LITTLE ROCK - This week, I submitted a balanced-budget proposal to the joint houses of the General Assembly, in preparation for the upcoming legislative session. Arkansas is known for its history of fiscal restraint, as our Constitution prohibits deficit spending and requires the State budget to be balanced. My budget recommendations reflect this spirit in their conservative approach - an approach I believe is especially necessary in the face of the ongoing financial crisis and an uncertain economic outlook.
The proposed budget also reflects a priority that will never change, no matter the times - and that's its emphasis on education. Providing our young people with excellence in education will always remain my top priority when budget decisions are considered. It's not just a Constitutional mandate, it's a moral imperative. To that end, this budget provides full funding for our educational needs, above and beyond court-mandated adequacy levels, because it illustrates my commitment to ensuring that every child in our State has the opportunity to gain an education of the highest order.

◆ SOURCE MATERIAL ◆
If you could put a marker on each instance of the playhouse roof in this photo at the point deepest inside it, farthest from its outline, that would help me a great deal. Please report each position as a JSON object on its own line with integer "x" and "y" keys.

◆ PROBLEM SET ◆
**1)** From the budget column, reproduce word for word the part that opens with the words containing "The proposed budget" and closes with "the highest order.".
**2)** According to the budget column, what does the Arkansas Constitution prohibit?
The data has no connection to the budget column.

◆ SOLUTIONS IN ORDER ◆
**1)**
The proposed budget also reflects a priority that will never change, no matter the times - and that's its emphasis on education. Providing our young people with excellence in education will always remain my top priority when budget decisions are considered. It's not just a Constitutional mandate, it's a moral imperative. To that end, this budget provides full funding for our educational needs, above and beyond court-mandated adequacy levels, because it illustrates my commitment to ensuring that every child in our State has the opportunity to gain an education of the highest order.

**2)** Deficit spending.